--- BEGIN INPUT DATA ---

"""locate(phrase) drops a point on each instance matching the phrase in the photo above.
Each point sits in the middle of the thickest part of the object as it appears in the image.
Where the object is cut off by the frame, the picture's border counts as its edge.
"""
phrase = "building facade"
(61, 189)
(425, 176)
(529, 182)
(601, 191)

--- END INPUT DATA ---

# [GIVEN REQUEST]
Write out all of the lines above verbatim, with no alterations.

# [REPLY]
"""locate(phrase) drops a point on each instance matching the phrase in the photo above.
Each point sits in the middle of the thickest part of the object as it appears in the image.
Where the object is cut off by the frame, the picture's border counts as its edge.
"""
phrase = "building facade"
(61, 189)
(425, 176)
(529, 182)
(601, 191)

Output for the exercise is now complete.